Mask labeling rows:

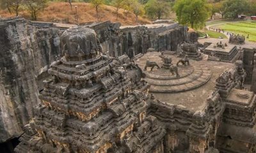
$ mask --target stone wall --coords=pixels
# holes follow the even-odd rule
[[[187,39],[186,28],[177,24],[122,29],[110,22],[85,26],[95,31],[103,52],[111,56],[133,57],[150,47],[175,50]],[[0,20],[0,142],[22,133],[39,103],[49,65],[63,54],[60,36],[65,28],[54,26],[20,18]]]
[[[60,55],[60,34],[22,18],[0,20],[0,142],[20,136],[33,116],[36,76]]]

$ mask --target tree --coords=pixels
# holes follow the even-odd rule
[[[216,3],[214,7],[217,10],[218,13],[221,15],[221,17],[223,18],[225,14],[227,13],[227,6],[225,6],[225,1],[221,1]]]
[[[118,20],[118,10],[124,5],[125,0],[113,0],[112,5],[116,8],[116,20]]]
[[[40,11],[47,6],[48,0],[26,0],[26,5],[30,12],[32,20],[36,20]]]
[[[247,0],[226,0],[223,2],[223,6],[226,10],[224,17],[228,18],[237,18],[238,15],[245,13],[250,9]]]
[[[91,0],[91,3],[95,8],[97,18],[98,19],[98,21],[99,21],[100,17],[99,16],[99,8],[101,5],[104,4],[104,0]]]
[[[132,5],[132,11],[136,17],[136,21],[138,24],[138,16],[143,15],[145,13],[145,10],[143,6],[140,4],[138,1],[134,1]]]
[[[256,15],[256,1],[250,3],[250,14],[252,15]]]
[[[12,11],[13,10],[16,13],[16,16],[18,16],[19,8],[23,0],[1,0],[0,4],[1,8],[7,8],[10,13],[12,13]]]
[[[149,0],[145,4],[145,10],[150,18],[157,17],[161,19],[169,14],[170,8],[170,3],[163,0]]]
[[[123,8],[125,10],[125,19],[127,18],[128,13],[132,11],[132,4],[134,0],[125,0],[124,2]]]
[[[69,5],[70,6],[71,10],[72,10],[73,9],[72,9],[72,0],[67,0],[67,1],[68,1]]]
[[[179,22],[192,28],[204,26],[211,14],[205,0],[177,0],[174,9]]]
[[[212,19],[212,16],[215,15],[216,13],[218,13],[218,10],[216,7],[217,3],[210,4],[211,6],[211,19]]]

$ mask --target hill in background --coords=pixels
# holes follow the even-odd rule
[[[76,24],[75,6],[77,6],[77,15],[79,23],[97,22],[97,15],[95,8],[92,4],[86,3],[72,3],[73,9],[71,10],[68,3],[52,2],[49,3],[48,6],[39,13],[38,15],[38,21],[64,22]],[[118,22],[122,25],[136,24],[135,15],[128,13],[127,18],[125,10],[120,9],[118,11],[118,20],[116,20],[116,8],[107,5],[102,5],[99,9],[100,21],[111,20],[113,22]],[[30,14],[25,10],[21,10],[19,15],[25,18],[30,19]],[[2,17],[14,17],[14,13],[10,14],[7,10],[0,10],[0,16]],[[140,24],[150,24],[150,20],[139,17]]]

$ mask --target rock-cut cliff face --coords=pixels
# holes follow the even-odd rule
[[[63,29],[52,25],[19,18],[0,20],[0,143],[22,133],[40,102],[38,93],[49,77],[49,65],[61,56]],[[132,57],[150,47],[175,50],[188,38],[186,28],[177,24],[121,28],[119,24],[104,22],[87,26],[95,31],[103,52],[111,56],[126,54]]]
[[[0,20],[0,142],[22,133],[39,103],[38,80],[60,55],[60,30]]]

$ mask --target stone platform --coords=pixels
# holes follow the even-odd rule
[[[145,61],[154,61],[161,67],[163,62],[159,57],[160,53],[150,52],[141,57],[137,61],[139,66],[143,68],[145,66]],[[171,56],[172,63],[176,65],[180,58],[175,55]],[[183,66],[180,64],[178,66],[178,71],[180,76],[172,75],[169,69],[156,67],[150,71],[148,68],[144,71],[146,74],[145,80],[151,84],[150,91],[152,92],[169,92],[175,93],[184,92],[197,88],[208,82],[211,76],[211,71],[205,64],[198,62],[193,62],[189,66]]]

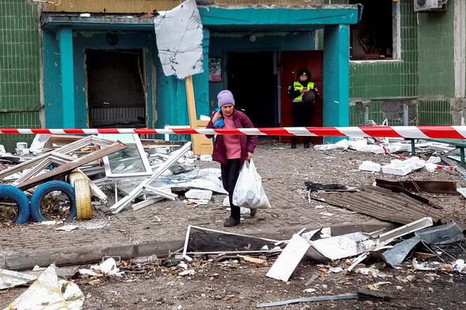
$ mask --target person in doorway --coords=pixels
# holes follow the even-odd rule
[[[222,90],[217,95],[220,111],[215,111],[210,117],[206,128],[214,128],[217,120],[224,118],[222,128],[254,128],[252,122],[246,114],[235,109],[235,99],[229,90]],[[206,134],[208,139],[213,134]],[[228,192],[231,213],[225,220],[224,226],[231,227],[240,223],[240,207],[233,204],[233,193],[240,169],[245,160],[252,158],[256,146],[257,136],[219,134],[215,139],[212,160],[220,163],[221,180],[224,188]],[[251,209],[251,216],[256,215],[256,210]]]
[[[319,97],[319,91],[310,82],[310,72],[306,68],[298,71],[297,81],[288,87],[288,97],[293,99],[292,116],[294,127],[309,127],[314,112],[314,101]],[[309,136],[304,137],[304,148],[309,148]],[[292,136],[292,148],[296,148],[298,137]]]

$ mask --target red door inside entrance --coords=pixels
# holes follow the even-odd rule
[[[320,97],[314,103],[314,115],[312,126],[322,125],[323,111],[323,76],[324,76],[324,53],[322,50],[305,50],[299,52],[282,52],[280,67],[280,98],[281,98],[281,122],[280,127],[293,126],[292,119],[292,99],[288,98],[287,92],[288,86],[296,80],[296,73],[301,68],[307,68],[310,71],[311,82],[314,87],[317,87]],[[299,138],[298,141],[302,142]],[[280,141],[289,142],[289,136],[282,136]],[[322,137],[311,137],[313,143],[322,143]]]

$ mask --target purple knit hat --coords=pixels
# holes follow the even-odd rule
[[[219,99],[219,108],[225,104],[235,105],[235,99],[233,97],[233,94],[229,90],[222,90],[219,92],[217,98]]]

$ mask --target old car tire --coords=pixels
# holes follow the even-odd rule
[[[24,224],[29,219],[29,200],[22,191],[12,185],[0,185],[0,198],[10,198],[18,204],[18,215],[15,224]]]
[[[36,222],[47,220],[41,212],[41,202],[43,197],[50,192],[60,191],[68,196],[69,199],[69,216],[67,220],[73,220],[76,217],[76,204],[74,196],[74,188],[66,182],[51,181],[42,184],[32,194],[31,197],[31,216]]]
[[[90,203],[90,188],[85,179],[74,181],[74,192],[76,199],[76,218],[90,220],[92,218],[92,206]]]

* * *

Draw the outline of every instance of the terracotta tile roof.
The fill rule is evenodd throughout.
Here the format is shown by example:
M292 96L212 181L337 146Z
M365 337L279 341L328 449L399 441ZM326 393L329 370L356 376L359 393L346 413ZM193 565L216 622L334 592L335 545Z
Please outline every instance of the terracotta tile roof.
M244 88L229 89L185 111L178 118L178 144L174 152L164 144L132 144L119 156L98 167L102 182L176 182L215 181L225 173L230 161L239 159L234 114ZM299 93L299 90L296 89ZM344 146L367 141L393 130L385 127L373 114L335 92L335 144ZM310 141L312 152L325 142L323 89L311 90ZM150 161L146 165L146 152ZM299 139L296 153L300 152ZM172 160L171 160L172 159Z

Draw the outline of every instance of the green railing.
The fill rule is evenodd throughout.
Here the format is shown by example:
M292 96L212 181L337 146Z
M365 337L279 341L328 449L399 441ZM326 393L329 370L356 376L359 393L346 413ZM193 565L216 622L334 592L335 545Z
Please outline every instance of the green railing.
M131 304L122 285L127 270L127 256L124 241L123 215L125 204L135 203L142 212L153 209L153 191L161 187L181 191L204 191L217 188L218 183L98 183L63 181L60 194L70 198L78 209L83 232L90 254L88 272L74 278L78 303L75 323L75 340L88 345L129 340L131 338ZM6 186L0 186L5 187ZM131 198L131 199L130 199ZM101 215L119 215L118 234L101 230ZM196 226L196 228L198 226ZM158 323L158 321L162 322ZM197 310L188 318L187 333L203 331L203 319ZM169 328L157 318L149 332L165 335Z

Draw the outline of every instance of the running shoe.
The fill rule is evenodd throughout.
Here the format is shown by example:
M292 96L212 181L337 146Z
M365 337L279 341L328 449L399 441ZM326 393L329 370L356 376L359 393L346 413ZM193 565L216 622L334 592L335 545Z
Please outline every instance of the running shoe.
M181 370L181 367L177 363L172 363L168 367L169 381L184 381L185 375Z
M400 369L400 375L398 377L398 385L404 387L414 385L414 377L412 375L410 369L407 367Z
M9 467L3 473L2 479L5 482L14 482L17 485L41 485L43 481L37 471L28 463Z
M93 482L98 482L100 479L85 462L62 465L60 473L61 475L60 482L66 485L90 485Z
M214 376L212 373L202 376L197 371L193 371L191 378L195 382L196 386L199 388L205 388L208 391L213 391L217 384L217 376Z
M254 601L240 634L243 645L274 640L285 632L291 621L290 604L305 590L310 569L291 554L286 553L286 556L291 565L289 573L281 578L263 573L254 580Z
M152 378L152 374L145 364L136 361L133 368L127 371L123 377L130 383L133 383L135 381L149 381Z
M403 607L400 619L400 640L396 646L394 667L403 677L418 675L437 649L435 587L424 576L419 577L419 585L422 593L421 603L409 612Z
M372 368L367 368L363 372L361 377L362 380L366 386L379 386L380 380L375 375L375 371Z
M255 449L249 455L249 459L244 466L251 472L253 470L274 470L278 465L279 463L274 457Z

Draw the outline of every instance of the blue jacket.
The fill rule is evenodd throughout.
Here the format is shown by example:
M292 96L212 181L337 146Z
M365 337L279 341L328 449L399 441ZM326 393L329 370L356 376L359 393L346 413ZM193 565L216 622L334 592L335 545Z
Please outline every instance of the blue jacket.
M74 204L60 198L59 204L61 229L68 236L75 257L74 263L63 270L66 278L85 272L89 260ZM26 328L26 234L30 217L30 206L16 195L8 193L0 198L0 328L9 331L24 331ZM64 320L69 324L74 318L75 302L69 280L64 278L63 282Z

▸ **REQUIREMENT**: Can you find each line in the rows above that contains the word "instance" and copy every one of them?

▸ **EXERCISE OUTPUT**:
Draw the outline of every instance of the terracotta tile roof.
Please outline every instance of the terracotta tile roof.
Draw the outline of every instance of the green railing.
Please outline every instance of the green railing.
Draw the outline of every instance of the running shoe.
Please outline every instance of the running shoe.
Draw the outline of every instance of the blue jacket.
Please outline every instance of the blue jacket.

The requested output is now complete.